### [About this task]
Transcribe the entries that follow exactly as they appear, minus pictures.

### [Provided data]
####################

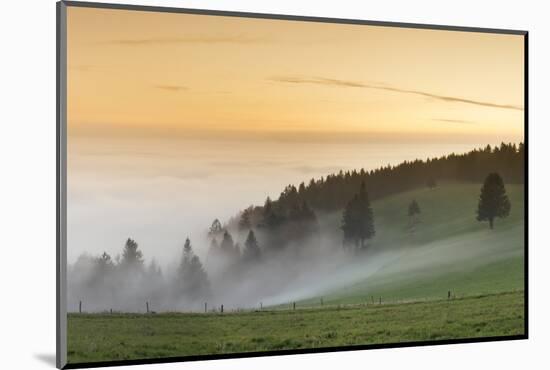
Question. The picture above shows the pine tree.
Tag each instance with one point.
(192, 278)
(244, 221)
(215, 229)
(358, 219)
(366, 220)
(493, 201)
(414, 208)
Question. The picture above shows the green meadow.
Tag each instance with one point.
(447, 251)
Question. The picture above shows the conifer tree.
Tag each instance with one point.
(251, 250)
(493, 201)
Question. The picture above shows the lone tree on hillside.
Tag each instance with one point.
(215, 229)
(131, 256)
(431, 183)
(493, 201)
(413, 212)
(358, 219)
(251, 250)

####################

### [Written solution]
Question. The picture above shows the pine tree.
Tag each instance with one point.
(192, 278)
(244, 221)
(215, 229)
(358, 219)
(366, 220)
(493, 201)
(414, 208)
Question. The picture above shows the green meadow.
Tag each instance with one point.
(447, 251)
Question. The picture above shows the conifer tree.
Tag each instance with one point.
(251, 250)
(493, 201)
Question. The picture above shows the lone tree on hillside.
Tag each instance with one point.
(215, 229)
(131, 256)
(431, 183)
(493, 201)
(413, 212)
(358, 219)
(251, 250)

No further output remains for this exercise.